:: Directions ::
Print the range of lines that opens with the line containing "of the flagpole" and closes with the last line of the listing. Include both ends; print nothing more.

* start Source material *

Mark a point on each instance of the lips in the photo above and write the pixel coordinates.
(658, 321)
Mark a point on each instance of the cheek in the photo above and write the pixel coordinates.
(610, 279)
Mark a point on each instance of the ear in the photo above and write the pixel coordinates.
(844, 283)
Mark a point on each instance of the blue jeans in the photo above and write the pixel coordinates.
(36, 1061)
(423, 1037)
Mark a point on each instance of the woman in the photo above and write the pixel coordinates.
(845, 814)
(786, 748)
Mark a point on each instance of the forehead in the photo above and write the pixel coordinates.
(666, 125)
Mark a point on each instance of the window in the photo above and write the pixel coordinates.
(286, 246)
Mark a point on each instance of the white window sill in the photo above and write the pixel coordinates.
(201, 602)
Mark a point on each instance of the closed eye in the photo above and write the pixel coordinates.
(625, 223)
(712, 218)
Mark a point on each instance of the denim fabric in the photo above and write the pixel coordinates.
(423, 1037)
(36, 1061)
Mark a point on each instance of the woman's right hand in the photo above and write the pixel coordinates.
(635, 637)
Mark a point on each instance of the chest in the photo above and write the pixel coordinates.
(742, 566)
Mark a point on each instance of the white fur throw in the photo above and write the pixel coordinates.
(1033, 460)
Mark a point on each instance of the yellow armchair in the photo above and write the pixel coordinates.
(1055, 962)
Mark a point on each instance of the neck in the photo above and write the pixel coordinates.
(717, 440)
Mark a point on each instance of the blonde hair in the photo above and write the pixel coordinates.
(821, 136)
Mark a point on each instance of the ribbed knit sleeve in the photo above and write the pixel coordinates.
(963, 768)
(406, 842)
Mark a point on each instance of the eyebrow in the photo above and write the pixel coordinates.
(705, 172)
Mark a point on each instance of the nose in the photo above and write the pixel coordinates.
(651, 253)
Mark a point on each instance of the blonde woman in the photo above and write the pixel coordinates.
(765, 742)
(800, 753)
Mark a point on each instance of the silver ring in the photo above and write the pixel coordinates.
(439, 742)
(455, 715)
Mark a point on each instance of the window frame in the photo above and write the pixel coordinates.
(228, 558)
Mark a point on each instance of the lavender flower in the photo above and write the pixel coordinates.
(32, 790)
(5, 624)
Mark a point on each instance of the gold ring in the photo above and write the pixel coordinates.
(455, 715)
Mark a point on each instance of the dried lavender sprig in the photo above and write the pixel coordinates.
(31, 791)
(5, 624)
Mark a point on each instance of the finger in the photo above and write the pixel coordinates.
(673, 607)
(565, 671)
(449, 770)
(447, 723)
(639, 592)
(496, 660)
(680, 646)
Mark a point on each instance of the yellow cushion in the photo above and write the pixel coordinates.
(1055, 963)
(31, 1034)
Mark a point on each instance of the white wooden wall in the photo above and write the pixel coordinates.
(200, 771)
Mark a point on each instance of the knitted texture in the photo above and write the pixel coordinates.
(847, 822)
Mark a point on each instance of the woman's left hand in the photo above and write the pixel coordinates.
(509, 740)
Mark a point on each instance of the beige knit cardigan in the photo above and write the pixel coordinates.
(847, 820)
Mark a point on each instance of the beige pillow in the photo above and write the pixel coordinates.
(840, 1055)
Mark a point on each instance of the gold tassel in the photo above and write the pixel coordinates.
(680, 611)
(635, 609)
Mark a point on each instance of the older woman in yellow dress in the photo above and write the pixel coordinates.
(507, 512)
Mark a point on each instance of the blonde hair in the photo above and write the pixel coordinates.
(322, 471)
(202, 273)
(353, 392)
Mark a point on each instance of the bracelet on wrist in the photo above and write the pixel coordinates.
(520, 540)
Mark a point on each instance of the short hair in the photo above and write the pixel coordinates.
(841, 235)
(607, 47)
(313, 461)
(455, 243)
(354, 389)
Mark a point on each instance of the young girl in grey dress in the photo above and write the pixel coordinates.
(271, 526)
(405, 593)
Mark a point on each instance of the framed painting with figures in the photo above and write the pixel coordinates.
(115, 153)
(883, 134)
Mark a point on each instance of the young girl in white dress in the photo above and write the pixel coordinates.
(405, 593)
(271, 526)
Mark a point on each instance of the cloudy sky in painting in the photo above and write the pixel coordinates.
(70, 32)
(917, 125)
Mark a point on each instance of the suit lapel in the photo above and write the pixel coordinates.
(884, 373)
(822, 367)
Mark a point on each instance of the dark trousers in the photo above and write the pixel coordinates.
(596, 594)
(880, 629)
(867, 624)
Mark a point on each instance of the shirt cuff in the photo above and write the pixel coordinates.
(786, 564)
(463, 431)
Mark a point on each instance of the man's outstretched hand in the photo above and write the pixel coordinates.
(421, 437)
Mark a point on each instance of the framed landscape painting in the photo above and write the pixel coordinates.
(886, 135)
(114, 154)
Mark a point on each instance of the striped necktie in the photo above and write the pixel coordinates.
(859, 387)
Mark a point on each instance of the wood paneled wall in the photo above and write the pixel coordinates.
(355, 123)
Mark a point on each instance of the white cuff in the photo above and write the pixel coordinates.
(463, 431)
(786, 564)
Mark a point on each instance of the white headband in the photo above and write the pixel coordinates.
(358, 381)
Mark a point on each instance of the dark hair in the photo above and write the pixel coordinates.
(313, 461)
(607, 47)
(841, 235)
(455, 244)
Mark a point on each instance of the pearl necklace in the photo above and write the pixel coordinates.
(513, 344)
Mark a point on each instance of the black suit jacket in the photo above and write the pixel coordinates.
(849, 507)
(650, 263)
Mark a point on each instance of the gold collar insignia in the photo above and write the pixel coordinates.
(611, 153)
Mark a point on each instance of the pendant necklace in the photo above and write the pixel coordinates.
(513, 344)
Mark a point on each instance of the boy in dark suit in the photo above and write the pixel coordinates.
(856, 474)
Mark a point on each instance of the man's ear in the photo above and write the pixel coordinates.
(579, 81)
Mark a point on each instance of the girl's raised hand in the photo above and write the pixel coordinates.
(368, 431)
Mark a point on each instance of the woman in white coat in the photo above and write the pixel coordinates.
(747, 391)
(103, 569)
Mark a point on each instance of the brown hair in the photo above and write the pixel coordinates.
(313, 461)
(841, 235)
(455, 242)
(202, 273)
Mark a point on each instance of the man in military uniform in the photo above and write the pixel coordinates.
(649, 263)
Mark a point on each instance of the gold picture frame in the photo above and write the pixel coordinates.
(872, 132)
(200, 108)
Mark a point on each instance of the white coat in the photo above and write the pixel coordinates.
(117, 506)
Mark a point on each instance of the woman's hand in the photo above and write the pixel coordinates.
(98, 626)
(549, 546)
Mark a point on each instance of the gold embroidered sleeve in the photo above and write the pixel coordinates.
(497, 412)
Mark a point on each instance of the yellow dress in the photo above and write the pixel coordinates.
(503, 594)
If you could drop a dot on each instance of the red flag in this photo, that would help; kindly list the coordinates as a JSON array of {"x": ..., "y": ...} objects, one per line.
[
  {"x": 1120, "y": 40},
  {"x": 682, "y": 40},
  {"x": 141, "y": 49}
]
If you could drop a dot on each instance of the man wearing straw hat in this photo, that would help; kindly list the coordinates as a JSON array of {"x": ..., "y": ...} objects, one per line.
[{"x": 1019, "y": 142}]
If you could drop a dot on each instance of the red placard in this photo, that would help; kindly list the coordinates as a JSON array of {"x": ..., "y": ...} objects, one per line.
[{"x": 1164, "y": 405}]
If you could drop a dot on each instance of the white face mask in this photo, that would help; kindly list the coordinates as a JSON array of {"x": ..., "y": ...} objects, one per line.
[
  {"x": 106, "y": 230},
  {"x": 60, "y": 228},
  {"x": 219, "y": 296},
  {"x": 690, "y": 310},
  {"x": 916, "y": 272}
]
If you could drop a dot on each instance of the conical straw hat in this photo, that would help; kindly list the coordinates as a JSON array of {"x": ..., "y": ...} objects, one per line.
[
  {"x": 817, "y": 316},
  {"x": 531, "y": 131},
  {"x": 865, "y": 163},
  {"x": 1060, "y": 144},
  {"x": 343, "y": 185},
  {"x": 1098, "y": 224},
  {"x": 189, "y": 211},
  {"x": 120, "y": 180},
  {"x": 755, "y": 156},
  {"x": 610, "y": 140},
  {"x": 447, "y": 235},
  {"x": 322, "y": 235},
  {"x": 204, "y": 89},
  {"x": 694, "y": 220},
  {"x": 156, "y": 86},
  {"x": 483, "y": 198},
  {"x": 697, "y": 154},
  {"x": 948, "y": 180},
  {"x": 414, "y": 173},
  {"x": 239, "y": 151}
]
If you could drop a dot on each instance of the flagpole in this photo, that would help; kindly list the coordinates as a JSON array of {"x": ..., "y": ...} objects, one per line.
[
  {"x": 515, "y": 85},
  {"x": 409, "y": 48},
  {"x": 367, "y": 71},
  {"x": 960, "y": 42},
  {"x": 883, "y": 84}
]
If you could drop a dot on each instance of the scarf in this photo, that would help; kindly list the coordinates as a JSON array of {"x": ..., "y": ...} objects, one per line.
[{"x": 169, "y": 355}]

* end Source material *

:: Response to this task ::
If you could drop a dot on each instance of the flagpole in this photo, that would help; kindly list the coordinates as a JSON array of {"x": ..., "y": ...} objects, one per line.
[
  {"x": 515, "y": 85},
  {"x": 409, "y": 48},
  {"x": 367, "y": 71},
  {"x": 960, "y": 42},
  {"x": 883, "y": 84}
]
If you could drop a dot on each instance of the scarf in this photo, that would help; kindly list the coordinates as a JSON array of {"x": ..., "y": ...} objects, one per line.
[{"x": 169, "y": 355}]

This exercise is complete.